* Objective
Quote the records below word for word, from their very first line through the line that contains "xmin=491 ymin=376 xmax=537 ymax=444". Leave the pictures out.
▶
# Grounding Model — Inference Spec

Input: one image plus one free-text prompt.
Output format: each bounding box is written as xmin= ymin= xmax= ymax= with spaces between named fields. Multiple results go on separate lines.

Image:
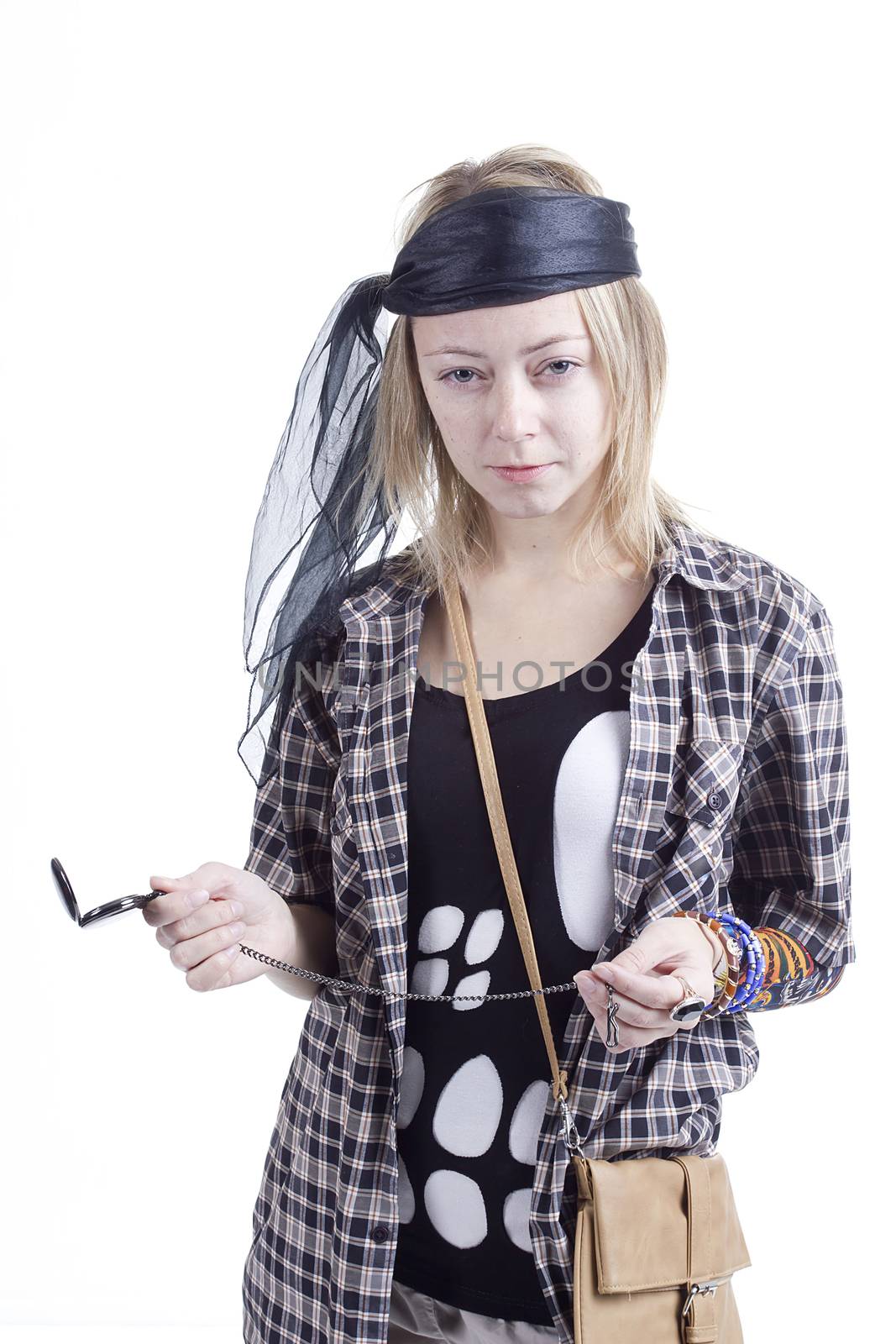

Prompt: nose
xmin=491 ymin=376 xmax=537 ymax=444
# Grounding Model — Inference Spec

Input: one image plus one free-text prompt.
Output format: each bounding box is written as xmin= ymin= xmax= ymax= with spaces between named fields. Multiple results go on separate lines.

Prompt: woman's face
xmin=412 ymin=291 xmax=612 ymax=519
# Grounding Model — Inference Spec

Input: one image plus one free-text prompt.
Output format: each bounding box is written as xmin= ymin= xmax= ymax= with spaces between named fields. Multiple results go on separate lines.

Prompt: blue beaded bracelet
xmin=713 ymin=910 xmax=766 ymax=1012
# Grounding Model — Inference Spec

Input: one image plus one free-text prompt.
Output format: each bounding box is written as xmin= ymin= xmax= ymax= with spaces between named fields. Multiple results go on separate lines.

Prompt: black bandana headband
xmin=238 ymin=186 xmax=641 ymax=785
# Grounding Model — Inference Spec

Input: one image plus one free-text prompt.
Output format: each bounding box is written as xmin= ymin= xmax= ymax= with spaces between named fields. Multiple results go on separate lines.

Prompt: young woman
xmin=144 ymin=146 xmax=854 ymax=1344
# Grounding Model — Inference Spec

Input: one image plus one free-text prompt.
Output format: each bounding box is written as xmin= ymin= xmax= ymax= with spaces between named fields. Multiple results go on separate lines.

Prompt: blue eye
xmin=439 ymin=359 xmax=578 ymax=387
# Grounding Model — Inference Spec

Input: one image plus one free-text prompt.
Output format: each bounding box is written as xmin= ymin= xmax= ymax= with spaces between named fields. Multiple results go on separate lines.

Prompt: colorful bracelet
xmin=719 ymin=911 xmax=766 ymax=1012
xmin=674 ymin=910 xmax=743 ymax=1017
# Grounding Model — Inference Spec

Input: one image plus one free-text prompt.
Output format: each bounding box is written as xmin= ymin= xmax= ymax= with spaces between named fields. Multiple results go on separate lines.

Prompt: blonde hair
xmin=359 ymin=145 xmax=710 ymax=593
◀
* Expected output
# Grounding Model — Inference Spec

Input: one image plus one free-text prompt.
Output format: each bounding box is written as xmin= ymin= xmax= ymax= with spaces between named fields. Multiple results go on separate lines.

Image:

Prompt: nose
xmin=491 ymin=376 xmax=537 ymax=444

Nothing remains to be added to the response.